TEXT PROVIDED:
━━━
The feminist movement, in all its diversity, is a struggle against patriarchy. Patriarchy does not confine itself to one domain - it shapes women’s lives at home, on the streets, in legislatures, and in workplaces, both elite and non-elite. The battle must therefore be fought on multiple fronts: against dowry and domestic violence, against moral policing, against unequal domestic responsibilities, and against discrimination in corporate and political spaces. To set these struggles against each other is to weaken the collective fight.

When women claim their right to public space at night, it is not only the “elite” club-goer who benefits but also the working woman returning from a late shift who hopes to travel without fear. When laws against workplace harassment are won, they apply not only to corporate executives but also to teachers, nurses, domestic workers, and factory employees. Gains won in one arena strengthen women across many.

“Elite” women are not free from patriarchy either. Their “choices” - how to dress, when to travel, whether to prioritize career or family are shaped by systemic expectations. Feminism also interrogates this illusion of “free will.” To draw a strict line between “ordinary” and “elite” women overlooks the layered, overlapping nature of patriarchal oppression. A woman may face dowry-related abuse at home and sexual harassment in her workplace; her experiences cannot be compartmentalized.

History, too, shows that transformative movements are often spearheaded by those with relative privilege. Many of the women who first organized for suffrage, education, or property rights came from elite sections, not because their struggles were trivial, but because their access to resources allowed them to challenge norms that later benefited wider groups. That’s how progress has historically been achieved.
━━━
EXERCISE A:
Give the rows below as a JSON list of strings, one string per line and blank lines omitted, covering everything from the line containing "Plain rules. Mark every instance of the baby's" down to the line containing "x=327 y=114", both included.
━━━
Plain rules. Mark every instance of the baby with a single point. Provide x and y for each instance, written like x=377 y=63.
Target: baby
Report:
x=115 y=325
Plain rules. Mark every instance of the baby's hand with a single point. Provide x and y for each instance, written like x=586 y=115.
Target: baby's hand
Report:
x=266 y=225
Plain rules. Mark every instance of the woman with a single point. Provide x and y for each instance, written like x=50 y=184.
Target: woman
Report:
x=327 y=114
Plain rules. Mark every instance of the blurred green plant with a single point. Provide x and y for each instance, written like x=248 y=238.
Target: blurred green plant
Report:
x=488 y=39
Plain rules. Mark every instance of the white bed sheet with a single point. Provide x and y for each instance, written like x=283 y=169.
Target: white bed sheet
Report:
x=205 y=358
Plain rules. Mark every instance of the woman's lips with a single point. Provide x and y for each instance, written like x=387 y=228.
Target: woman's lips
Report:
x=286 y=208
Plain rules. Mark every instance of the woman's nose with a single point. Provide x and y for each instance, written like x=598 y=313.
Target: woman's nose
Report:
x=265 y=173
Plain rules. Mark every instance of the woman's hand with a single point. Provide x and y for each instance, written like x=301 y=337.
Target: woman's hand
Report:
━━━
EXERCISE B:
From the passage on feminism and patriarchy above, extract everything from "History, too, shows" down to "historically been achieved.", copied word for word.

FINISHED ANSWER A:
[
  "Plain rules. Mark every instance of the baby's hand with a single point. Provide x and y for each instance, written like x=586 y=115.",
  "Target: baby's hand",
  "Report:",
  "x=266 y=225",
  "Plain rules. Mark every instance of the woman with a single point. Provide x and y for each instance, written like x=50 y=184.",
  "Target: woman",
  "Report:",
  "x=327 y=114"
]

FINISHED ANSWER B:
History, too, shows that transformative movements are often spearheaded by those with relative privilege. Many of the women who first organized for suffrage, education, or property rights came from elite sections, not because their struggles were trivial, but because their access to resources allowed them to challenge norms that later benefited wider groups. That’s how progress has historically been achieved.